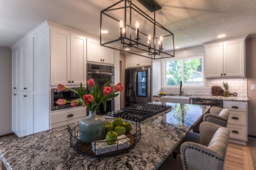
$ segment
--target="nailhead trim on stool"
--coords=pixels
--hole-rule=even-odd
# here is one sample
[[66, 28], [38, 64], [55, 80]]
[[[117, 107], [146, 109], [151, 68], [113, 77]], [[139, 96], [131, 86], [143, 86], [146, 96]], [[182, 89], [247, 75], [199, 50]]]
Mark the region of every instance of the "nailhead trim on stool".
[[[194, 149], [194, 147], [191, 147], [191, 146], [189, 146], [189, 147], [188, 147], [187, 146], [186, 146], [186, 147], [185, 147], [185, 148], [183, 149], [183, 157], [184, 158], [183, 159], [184, 160], [184, 163], [185, 163], [185, 164], [185, 164], [185, 166], [186, 166], [186, 167], [186, 167], [186, 169], [188, 169], [188, 168], [188, 168], [188, 167], [187, 167], [187, 166], [186, 166], [187, 165], [187, 164], [186, 164], [186, 156], [185, 156], [185, 155], [186, 155], [186, 149], [188, 149], [188, 148], [189, 148], [189, 149]], [[200, 151], [200, 150], [200, 150], [200, 149], [198, 149], [198, 148], [197, 148], [197, 147], [195, 147], [195, 150], [198, 150], [198, 151], [199, 151], [199, 152]], [[211, 153], [208, 153], [208, 152], [204, 152], [204, 150], [202, 150], [202, 153], [205, 153], [206, 154], [208, 154], [208, 155], [209, 156], [212, 156], [212, 158], [214, 158], [214, 156], [214, 156], [214, 155], [213, 155], [213, 154], [211, 154]], [[221, 158], [218, 158], [218, 156], [215, 156], [215, 158], [216, 158], [216, 159], [218, 159], [218, 160], [220, 160], [220, 161], [224, 161], [224, 160], [223, 159], [221, 159]]]

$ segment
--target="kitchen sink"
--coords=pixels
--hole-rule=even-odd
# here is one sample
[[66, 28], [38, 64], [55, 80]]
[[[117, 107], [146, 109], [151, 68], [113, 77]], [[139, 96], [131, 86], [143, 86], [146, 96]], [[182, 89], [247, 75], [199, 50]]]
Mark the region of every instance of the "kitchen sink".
______
WHAT YOU NEED TO DO:
Rewrite these records with every "even-odd" swapped for "nonzero" and nothing else changed. Leave the pictures out.

RESULT FOR THIS TASK:
$ segment
--target="nailhead trim on stool"
--coords=pixels
--hole-rule=nonzero
# here is one sample
[[66, 28], [38, 64], [55, 80]]
[[[117, 107], [146, 109], [151, 68], [113, 77]], [[139, 96], [131, 86], [143, 86], [146, 96]], [[182, 89], [247, 75], [199, 50]]]
Mark the region of every instance of the "nailhead trim on stool".
[[[194, 149], [194, 147], [191, 147], [191, 146], [189, 146], [189, 147], [188, 147], [187, 146], [186, 146], [186, 147], [185, 147], [185, 148], [183, 149], [183, 157], [184, 158], [183, 159], [184, 160], [184, 163], [185, 163], [185, 164], [185, 164], [185, 166], [186, 166], [186, 167], [186, 167], [186, 169], [188, 169], [188, 168], [188, 168], [188, 167], [187, 167], [187, 166], [186, 166], [187, 165], [187, 164], [186, 164], [186, 156], [185, 156], [185, 155], [186, 155], [186, 149], [188, 149], [188, 148], [189, 148], [189, 149]], [[200, 151], [200, 150], [200, 150], [200, 149], [198, 149], [198, 148], [197, 148], [197, 147], [195, 147], [195, 150], [198, 150], [198, 151], [199, 151], [199, 152]], [[211, 153], [208, 153], [208, 152], [204, 152], [204, 150], [202, 150], [202, 153], [205, 153], [206, 154], [208, 154], [208, 155], [209, 156], [212, 156], [212, 158], [214, 158], [214, 156], [214, 156], [214, 155], [213, 155], [213, 154], [211, 154]], [[221, 158], [218, 158], [218, 156], [215, 156], [215, 158], [216, 158], [216, 159], [218, 159], [218, 160], [220, 160], [220, 161], [224, 161], [224, 160], [223, 159], [221, 159]]]

$ segment
--target="kitchen sink"
--coords=pixels
--hole-rule=nonzero
# here is one sample
[[66, 28], [38, 64], [55, 80]]
[[[117, 107], [146, 109], [151, 68], [113, 77]], [[139, 96], [131, 86], [143, 86], [146, 96]], [[182, 89], [247, 75], [199, 50]]]
Mark the region of every instance of the "kitchen sink".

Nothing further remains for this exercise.